- _Exercise requirements_
When a line in the entries contains the word "below", copy that line in full.

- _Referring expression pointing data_

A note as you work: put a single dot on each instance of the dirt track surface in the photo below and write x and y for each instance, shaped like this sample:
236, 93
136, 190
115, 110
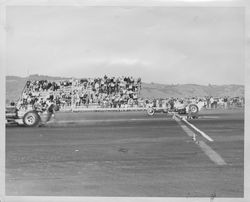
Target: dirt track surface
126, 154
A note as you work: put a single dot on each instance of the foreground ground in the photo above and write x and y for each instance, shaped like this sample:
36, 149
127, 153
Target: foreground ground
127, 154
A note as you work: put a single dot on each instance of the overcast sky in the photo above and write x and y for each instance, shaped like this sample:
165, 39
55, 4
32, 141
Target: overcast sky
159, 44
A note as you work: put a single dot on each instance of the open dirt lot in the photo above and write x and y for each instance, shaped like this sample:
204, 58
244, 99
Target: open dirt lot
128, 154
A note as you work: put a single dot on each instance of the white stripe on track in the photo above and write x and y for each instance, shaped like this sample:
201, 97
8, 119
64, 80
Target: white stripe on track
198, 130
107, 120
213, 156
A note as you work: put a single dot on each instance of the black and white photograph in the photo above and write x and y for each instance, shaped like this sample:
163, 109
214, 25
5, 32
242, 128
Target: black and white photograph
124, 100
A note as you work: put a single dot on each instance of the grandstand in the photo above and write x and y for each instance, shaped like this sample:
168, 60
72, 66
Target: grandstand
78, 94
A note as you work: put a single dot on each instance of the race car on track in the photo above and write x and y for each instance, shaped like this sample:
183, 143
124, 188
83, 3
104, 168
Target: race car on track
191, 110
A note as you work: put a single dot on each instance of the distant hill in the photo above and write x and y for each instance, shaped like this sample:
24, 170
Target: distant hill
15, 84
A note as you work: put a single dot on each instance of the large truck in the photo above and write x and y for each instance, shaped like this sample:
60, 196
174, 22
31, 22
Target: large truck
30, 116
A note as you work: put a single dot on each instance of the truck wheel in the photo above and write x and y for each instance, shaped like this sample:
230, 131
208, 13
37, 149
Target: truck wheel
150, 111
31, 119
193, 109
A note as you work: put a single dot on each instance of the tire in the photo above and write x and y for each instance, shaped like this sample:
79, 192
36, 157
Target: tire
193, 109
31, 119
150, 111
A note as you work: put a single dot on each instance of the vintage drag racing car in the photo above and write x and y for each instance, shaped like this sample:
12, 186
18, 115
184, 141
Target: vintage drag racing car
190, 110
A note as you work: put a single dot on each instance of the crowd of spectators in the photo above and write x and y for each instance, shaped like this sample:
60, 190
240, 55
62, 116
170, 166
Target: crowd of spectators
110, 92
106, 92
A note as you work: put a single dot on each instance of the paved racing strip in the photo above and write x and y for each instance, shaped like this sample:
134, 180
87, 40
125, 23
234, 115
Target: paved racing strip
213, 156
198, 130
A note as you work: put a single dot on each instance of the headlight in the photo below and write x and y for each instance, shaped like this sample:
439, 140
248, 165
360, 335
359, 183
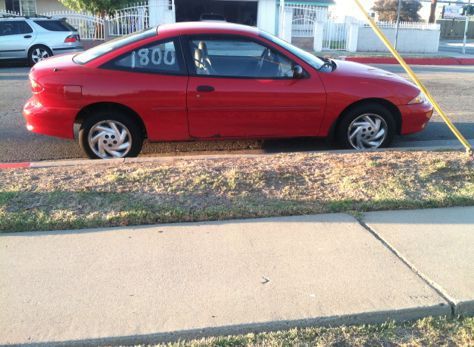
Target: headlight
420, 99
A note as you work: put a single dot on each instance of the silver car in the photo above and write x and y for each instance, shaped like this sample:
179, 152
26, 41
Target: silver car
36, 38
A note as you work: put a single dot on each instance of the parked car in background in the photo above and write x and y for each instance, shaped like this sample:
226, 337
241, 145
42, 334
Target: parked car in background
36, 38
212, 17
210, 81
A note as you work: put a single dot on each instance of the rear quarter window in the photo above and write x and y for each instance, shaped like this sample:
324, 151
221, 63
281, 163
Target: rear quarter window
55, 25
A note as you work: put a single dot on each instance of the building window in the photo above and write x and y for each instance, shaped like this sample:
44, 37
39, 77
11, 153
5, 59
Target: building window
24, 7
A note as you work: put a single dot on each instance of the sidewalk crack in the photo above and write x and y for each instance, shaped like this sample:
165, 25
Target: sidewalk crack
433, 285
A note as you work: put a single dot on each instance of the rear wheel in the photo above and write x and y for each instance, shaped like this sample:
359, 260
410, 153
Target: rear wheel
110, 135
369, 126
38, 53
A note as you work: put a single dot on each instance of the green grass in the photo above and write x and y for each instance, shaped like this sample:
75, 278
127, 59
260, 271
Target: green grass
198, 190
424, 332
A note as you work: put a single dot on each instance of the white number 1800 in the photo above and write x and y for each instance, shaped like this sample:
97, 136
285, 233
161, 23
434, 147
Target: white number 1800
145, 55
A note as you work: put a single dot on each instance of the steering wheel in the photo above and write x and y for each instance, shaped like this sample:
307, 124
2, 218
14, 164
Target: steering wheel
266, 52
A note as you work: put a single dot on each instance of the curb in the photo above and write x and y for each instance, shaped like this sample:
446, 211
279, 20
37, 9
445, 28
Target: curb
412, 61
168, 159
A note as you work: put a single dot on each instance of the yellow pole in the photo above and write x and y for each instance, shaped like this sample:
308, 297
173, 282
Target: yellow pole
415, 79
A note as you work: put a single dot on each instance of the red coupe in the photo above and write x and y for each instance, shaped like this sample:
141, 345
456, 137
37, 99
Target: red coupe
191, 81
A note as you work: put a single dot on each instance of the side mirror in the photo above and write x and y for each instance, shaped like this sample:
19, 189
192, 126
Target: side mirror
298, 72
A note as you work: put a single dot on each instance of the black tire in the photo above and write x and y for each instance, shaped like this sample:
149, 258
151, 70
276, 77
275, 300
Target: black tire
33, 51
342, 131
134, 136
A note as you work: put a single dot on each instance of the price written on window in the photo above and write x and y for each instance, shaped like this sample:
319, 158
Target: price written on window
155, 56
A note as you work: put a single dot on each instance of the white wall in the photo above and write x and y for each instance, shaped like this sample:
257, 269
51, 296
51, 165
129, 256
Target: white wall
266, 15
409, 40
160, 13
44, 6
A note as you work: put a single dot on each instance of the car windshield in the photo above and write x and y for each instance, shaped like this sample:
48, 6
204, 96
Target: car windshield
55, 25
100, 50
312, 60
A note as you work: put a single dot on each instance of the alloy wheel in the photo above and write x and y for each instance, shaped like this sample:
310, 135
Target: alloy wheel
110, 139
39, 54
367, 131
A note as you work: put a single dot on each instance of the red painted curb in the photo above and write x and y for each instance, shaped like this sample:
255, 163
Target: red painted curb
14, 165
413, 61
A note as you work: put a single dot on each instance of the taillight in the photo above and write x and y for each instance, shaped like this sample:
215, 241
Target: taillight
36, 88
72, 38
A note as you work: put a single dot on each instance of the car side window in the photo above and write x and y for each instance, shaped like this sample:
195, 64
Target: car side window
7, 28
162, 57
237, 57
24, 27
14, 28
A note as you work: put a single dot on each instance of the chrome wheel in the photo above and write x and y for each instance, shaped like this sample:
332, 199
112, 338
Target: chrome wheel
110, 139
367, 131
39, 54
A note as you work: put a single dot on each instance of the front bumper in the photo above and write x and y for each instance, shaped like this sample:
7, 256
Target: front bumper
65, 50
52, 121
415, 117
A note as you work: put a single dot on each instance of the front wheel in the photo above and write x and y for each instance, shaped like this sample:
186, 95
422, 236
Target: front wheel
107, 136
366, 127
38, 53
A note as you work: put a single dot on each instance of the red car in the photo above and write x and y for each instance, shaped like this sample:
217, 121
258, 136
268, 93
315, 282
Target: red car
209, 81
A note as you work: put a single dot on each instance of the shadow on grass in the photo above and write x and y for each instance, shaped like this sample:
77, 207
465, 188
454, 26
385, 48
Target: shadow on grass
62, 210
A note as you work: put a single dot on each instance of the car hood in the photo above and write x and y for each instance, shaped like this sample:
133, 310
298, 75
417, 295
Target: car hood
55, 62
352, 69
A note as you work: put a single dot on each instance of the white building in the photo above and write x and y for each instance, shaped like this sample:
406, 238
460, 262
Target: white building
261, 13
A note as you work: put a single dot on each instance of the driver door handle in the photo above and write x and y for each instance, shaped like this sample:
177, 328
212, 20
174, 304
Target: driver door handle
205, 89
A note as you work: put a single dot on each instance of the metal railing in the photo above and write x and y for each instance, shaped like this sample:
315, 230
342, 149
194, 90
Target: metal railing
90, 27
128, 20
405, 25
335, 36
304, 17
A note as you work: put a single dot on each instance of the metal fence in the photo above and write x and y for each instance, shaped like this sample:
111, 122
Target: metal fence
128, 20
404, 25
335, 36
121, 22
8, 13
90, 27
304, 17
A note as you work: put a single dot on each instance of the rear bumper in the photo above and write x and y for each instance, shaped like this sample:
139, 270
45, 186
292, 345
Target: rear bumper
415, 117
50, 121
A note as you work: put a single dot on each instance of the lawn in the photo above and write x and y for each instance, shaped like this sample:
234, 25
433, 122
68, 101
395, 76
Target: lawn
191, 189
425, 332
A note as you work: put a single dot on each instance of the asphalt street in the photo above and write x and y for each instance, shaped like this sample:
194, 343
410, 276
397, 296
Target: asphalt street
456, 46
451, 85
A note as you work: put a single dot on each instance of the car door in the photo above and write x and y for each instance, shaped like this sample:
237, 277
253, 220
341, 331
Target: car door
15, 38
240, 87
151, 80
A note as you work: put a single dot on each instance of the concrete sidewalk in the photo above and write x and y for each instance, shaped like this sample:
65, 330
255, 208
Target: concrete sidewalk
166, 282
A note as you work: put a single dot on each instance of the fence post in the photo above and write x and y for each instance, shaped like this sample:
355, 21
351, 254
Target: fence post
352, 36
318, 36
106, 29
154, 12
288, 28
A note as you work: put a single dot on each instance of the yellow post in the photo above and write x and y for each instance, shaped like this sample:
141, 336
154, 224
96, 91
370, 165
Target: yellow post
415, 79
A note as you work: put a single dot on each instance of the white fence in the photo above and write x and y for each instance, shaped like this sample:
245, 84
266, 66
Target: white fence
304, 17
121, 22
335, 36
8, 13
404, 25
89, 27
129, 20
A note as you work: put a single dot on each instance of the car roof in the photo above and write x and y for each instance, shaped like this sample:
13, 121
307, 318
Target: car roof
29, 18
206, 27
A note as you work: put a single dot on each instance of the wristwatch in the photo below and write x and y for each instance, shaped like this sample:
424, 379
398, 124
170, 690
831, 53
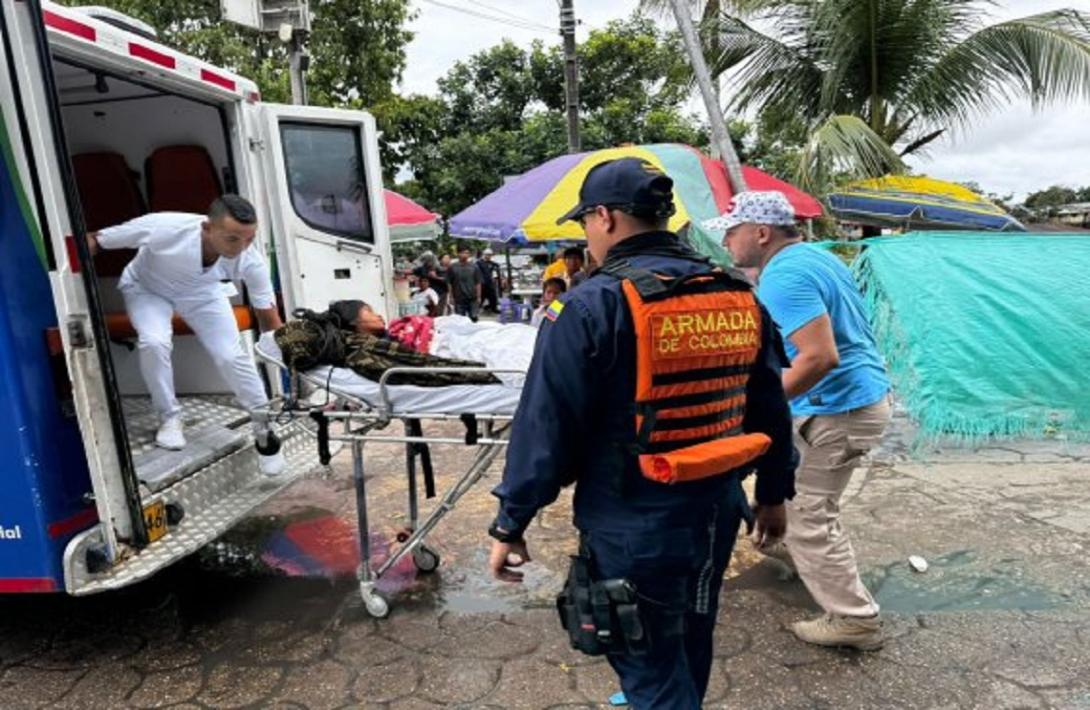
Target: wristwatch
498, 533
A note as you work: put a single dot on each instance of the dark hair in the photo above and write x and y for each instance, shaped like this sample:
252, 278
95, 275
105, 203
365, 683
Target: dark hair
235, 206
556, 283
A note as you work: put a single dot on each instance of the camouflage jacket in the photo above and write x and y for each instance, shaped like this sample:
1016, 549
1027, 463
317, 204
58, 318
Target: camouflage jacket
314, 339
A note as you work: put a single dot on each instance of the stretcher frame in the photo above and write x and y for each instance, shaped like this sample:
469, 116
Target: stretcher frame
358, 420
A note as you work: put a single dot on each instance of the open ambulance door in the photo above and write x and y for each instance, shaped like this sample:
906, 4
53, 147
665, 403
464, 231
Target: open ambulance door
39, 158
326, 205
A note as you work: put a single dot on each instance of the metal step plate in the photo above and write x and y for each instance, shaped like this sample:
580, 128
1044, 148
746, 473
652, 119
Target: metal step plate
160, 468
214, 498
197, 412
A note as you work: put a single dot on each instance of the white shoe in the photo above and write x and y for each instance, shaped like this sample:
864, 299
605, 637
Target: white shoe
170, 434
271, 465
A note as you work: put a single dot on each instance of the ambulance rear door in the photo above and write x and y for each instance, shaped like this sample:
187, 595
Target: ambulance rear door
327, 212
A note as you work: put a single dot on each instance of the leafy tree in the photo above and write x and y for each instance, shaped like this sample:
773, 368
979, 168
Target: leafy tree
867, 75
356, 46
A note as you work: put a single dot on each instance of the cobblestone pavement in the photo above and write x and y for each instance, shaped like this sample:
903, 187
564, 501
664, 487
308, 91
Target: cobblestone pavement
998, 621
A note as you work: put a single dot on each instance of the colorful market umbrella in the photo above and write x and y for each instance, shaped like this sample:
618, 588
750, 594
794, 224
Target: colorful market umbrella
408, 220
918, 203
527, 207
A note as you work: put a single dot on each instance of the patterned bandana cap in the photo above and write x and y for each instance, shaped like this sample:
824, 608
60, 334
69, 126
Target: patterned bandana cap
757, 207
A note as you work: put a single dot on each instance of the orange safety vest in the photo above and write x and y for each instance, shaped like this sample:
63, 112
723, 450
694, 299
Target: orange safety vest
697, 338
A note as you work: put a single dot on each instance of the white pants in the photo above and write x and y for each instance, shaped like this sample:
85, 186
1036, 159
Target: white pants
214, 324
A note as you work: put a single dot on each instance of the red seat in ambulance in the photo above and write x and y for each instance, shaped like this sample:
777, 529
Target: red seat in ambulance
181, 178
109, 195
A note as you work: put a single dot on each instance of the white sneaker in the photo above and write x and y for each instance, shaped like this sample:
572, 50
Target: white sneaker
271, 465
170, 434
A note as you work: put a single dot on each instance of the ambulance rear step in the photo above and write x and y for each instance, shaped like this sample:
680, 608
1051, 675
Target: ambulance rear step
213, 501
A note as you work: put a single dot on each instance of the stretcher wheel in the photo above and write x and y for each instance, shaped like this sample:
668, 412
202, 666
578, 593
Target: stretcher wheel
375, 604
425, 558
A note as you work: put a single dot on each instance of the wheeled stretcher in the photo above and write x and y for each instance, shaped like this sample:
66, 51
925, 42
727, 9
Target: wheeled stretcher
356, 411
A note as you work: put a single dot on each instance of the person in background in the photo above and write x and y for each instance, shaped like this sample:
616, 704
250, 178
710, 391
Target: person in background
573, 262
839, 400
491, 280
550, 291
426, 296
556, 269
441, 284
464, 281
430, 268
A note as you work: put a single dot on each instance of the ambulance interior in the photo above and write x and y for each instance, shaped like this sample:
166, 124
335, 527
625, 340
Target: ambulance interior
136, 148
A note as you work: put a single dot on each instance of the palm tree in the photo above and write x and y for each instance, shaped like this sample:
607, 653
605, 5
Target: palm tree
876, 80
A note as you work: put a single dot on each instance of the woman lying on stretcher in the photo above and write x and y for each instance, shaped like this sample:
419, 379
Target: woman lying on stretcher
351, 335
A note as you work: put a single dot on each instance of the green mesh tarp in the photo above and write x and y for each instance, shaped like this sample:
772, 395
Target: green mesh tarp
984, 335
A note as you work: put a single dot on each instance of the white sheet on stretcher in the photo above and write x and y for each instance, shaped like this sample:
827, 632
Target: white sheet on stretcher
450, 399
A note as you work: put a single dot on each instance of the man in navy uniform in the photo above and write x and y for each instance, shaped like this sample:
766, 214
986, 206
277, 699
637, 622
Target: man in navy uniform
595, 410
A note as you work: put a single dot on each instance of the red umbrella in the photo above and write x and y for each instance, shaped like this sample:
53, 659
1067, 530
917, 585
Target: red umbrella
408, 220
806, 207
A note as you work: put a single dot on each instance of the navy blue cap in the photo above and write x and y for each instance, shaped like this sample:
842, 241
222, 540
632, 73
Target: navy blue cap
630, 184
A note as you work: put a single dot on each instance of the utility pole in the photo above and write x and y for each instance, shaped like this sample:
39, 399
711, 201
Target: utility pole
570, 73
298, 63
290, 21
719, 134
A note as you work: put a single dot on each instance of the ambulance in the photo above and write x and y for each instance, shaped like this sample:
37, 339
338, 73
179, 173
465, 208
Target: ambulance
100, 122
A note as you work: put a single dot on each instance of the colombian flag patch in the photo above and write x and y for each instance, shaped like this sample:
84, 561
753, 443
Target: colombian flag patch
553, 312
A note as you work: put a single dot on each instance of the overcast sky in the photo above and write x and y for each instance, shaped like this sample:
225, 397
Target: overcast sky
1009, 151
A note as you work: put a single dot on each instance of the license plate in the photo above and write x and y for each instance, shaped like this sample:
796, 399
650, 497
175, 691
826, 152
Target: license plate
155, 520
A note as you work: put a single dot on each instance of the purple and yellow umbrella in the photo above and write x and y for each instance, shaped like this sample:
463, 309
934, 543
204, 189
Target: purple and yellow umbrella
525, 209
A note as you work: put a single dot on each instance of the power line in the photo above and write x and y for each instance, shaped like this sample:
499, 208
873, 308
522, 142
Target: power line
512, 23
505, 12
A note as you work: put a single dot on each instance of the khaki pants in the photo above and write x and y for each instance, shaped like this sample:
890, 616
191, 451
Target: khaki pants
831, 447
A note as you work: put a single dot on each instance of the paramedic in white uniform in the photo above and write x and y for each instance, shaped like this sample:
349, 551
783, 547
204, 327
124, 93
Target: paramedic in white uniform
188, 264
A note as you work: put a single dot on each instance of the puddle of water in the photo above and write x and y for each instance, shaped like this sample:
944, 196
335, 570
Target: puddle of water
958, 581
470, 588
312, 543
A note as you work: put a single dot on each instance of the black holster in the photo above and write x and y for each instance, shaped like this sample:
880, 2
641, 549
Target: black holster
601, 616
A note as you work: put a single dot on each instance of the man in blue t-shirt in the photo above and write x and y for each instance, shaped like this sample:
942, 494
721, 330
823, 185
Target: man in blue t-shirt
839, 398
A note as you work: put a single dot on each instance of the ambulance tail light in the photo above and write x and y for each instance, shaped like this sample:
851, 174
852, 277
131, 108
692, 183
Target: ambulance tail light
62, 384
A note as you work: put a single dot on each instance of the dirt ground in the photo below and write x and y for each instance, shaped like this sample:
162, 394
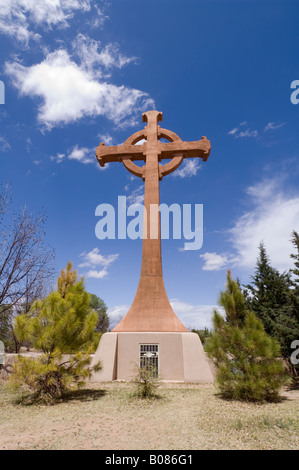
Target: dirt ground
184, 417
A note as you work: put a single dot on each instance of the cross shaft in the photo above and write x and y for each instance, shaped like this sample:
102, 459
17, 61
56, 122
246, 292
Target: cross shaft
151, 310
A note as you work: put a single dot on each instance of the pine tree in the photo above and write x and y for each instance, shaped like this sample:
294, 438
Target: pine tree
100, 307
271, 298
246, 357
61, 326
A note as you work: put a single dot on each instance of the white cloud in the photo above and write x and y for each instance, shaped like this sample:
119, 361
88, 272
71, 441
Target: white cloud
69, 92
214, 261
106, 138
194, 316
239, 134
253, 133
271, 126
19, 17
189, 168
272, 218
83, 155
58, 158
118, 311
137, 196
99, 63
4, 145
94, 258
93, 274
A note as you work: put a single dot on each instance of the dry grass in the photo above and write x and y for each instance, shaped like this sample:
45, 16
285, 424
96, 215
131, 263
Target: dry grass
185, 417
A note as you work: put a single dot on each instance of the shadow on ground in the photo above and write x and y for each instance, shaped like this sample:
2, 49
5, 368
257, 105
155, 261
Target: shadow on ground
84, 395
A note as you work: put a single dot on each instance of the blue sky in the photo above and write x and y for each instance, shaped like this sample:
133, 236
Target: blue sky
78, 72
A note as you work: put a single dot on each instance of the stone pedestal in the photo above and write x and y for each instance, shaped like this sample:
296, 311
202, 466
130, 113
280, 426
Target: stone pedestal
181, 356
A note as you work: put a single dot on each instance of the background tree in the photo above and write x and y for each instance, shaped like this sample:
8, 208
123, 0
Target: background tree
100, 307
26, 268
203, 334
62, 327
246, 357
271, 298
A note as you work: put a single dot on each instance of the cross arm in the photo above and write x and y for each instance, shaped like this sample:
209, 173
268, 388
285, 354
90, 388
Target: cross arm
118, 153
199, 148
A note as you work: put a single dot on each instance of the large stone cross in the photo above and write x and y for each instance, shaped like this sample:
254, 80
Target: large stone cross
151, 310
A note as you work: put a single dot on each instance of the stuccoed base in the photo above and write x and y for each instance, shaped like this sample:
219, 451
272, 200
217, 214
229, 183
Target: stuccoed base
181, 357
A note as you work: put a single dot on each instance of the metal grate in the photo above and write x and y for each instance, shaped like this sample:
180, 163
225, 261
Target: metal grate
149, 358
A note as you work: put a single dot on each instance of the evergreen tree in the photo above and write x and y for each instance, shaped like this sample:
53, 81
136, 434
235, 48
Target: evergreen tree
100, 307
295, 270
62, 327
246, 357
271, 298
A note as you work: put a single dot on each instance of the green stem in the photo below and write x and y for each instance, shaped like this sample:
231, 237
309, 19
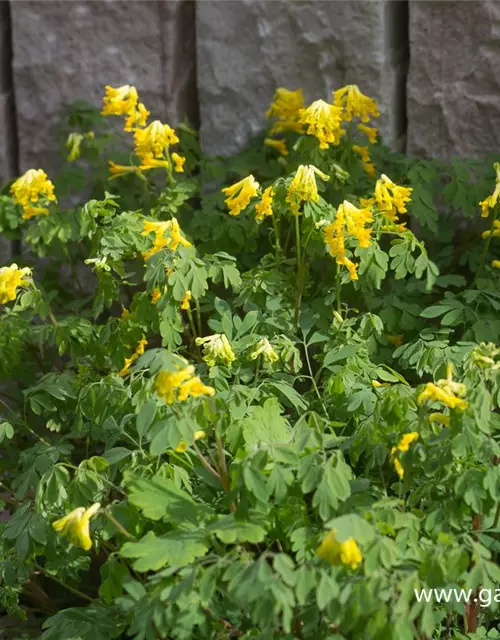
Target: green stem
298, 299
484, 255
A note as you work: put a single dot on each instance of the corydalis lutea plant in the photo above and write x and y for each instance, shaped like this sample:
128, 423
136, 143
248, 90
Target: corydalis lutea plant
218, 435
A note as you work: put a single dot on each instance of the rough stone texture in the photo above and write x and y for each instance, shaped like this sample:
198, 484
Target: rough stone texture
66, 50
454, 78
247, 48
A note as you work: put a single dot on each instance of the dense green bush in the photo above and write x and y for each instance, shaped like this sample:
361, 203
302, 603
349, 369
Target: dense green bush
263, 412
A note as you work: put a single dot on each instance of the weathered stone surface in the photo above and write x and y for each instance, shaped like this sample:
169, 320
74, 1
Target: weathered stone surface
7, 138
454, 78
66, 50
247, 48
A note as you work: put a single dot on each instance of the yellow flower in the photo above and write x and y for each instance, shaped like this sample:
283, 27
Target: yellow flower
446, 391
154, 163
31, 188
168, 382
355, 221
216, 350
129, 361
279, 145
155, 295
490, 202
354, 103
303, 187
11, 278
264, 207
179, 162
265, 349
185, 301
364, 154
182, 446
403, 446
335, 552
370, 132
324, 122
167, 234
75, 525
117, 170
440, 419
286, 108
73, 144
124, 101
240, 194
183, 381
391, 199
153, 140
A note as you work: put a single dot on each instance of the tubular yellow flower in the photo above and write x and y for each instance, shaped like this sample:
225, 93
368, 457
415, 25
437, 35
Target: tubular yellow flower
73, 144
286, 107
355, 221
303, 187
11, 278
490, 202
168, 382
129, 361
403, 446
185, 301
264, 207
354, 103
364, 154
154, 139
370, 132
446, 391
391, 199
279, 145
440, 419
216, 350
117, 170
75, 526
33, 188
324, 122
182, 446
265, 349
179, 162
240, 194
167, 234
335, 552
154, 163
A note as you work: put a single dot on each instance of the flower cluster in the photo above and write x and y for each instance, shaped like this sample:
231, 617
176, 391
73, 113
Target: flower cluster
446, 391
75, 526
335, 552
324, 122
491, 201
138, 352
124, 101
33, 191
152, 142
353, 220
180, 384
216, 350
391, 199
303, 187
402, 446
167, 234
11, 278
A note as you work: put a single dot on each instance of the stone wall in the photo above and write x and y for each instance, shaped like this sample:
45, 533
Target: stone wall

- _Output for this task_
A note as you work: put a single dot on each instance of the dirt track surface in the photo below and write x and y for each instance, shaped like this sample:
A note as you work: put a single dot on each instance of the headlight in the photo below and write x and y for each instance, shaped like this sample:
A note as you work: put a single dot on each instance of the wristwatch in the photo below and write x and y for each instance, shaped like this sample:
A note as you work: put a single dot on each instance of the dirt ground in the photo below and write x and y for each instance, shaped like this sample:
A note as you work: put a single dot on each instance of the green stem in the photo below and write x and y for each instance, shaped like this sample:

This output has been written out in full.